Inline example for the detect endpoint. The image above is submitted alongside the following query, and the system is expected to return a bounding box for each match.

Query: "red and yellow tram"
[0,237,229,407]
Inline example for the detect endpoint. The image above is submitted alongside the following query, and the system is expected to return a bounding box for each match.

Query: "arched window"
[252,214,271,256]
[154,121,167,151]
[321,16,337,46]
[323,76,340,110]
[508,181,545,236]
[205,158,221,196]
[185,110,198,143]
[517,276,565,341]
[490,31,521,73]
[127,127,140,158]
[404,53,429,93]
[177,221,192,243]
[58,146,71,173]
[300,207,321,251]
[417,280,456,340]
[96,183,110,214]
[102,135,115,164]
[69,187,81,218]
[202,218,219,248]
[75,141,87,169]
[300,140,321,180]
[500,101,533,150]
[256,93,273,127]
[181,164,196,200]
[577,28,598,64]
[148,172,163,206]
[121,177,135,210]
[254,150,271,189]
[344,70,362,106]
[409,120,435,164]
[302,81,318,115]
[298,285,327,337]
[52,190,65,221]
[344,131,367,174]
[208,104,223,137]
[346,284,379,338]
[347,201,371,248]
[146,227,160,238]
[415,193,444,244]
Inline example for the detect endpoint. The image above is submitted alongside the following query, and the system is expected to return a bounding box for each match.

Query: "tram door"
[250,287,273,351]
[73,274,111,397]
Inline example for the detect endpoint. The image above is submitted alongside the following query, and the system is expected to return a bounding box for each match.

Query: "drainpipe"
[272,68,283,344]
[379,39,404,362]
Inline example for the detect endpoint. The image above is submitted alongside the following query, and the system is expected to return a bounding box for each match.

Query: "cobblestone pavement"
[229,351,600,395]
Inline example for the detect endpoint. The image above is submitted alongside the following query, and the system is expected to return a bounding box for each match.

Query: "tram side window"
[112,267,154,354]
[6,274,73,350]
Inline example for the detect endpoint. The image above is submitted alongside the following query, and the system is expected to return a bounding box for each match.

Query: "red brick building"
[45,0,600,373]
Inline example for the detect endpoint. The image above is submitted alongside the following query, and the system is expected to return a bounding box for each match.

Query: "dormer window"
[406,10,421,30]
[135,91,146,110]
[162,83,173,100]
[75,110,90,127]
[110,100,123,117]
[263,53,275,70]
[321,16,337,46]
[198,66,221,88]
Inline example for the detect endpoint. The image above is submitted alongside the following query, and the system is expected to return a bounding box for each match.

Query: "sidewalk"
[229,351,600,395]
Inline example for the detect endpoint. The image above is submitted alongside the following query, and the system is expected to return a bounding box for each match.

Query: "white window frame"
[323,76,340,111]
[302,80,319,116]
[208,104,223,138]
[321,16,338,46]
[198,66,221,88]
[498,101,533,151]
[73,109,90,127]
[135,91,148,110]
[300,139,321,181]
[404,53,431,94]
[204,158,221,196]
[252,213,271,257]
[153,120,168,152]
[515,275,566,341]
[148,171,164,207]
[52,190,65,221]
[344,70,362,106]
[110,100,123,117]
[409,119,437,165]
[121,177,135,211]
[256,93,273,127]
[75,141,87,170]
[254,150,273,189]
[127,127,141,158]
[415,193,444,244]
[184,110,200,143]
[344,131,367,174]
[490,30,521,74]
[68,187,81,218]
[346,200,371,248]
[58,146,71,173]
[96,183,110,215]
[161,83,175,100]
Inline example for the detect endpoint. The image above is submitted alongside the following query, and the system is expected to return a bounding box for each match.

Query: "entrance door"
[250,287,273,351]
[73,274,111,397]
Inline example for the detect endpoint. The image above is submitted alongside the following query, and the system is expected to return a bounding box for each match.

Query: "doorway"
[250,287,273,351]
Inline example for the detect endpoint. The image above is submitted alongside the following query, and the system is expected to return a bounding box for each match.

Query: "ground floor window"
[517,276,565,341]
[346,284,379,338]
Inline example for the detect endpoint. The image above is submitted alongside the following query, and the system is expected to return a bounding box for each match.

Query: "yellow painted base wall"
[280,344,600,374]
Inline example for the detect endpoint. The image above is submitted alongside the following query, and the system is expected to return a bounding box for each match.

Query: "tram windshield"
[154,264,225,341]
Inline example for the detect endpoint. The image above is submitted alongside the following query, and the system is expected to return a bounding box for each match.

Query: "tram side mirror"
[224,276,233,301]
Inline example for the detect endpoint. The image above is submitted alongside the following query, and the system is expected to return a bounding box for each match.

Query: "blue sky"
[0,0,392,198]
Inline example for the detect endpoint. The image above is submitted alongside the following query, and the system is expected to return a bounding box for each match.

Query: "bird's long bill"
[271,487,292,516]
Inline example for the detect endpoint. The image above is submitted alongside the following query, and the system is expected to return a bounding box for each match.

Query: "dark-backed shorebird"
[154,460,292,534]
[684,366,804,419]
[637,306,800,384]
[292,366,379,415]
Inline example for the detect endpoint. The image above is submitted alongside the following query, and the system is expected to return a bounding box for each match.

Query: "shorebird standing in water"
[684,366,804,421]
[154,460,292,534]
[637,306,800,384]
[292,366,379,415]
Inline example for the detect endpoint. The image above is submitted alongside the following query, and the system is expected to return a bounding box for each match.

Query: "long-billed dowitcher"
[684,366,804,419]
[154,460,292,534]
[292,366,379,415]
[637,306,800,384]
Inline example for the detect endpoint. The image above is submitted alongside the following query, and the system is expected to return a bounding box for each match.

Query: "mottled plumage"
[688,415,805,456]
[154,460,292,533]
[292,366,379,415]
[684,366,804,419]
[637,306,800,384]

• _EXERCISE TASK_
Count the lines of the listing above that contain the string "window", treating uppercase and lowercase as different. Give only the number.

• _WORKED ANSWER_
5